Trecho
P: Augusto de Campos escreveu que, com o livro "Oriki
Orixá", você inventou a poesia iorubá para nós, leitores
de língua portuguesa. O que o atraiu na cultura iorubá?
R:Sua riqueza estética, sua densidade filosófica, seus
ensinamentos existenciais... Nem preciso me prender ao
que já se tornou clássico, como a criação visual de Ifé,
por exemplo, suas máscaras e esculturas maravilhosas,
que encantaram a Europa. Passei três anos estudando
sozinho a língua iorubá (não, não falo, apenas leio,
como também no caso do alemão, que minha mulher fala,
mas ela nasceu em Berlim) só para mergulhar nesse
universo poético. A poesia sagrada iorubana, os orikis
de orixá, tem coisas realmente esplendorosas, um
artesanato verbal brilhante e inventivo, com imagens
insólitas e toda uma caprichosa tessitura
fonossemântica. No plano metafísico, os iorubanos
acreditam que três forças regem o cosmos: iuá é o
princípio-força-energia que permite que as coisas sejam;
axé é o princípio-força-energia que permite que aquilo
que é tenha um vir a ser; e abá é o princípio-força-
energia que permite que o vir a ser daquilo que é tenha
um sentido. Isso é muito sofisticado. Além disso, os
ensinamentos existenciais, como disse. Uma vez, me vendo
fazer um discurso indignado contra a ameaça da
especulação imobiliária à integridade territorial dos
terreiros de candomblé, uma grande ialorixá da Bahia me
disse o seguinte: “Quando você está quieto no seu canto,
pensando e escrevendo, é Oxóssi. Quando você fica assim
furioso é que Iansã saltou na frente. Mas, às vezes, a
gente precisa ter calma”. Ainda meio irritado,
perguntei: “E o que é mesmo a calma?”. Ela parou um
pouco e me disse uma coisa que nunca esqueci: “A calma é
a compreensão do tempo”.

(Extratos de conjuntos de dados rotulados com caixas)
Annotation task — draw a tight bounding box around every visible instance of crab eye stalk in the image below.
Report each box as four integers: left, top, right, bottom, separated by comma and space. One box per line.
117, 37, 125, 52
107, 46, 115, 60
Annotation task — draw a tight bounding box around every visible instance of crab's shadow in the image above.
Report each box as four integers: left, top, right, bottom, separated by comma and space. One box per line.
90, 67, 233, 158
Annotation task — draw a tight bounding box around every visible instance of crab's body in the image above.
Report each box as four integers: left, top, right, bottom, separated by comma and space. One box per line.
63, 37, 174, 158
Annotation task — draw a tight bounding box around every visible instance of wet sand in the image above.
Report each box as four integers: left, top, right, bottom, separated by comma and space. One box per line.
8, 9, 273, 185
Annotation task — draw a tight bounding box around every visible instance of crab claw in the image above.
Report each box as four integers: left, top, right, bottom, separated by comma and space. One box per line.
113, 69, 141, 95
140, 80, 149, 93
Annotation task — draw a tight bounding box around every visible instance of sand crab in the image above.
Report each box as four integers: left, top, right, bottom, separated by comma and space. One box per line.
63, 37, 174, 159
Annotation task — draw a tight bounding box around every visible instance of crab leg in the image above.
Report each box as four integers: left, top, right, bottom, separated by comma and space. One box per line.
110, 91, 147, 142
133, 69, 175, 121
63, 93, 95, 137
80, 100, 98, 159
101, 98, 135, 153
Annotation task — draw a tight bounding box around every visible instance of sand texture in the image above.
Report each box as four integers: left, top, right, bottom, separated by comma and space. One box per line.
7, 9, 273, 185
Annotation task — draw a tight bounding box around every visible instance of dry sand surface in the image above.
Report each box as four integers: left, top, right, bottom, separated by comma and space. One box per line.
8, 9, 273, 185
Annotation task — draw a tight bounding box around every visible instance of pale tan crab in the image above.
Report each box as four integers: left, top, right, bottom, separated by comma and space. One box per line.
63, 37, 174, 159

O que se pede
(a) Nos registros, troque "tight" por "precise" começando na linha que contém "leg in the image above." e terminando no fim dos registros, e reescreva essas linhas sem nenhuma outra alteração.
(b) Dê continuidade ao trecho sobre a cultura iorubá a partir da última frase apresentada.
O trecho e os registros têm origens distintas.

Respostas por tarefa
(a)
Annotation task — draw a precise bounding box around every visible instance of crab leg in the image above.
Report each box as four integers: left, top, right, bottom, separated by comma and space. One box per line.
110, 91, 147, 142
133, 69, 175, 121
63, 93, 95, 137
80, 100, 98, 159
101, 98, 135, 153
Annotation task — draw a precise bounding box around every visible instance of sand texture in the image above.
Report each box as four integers: left, top, right, bottom, separated by comma and space. One box per line.
7, 9, 273, 185
Annotation task — draw a precise bounding box around every visible instance of dry sand surface in the image above.
Report each box as four integers: left, top, right, bottom, separated by comma and space. One box per line.
8, 9, 273, 185
Annotation task — draw a precise bounding box around every visible instance of pale tan crab in the image above.
Report each box as four integers: left, top, right, bottom, separated by comma and space. One box per line.
63, 37, 174, 159

(b)
P: Sobre seus romances, li que você considera o mais
recente, "Que Você é Esse?", uma espécie de "biografia
geracional". De quais maneiras as figuras da cultura
brasileira atravessam o livro? Seria um balanço das
contradições entre o que sua geração sonhou para o país
e o resultado presente?
R: “Que Você É Esse?” é o melhor livro que escrevi até
aqui. Fiquei muito feliz por ele ter tocado a
inteligência e a sensibilidade de diversos artistas e
intelectuais que admiro, a começar pelos romancistas
Agualusa e João Almino, passando por cineastas como Cacá
Diegues e Tadeu Jungle, criadores como Arnaldo Antunes,
estudiosos como Eduardo Giannetti e Jorge Caldeira...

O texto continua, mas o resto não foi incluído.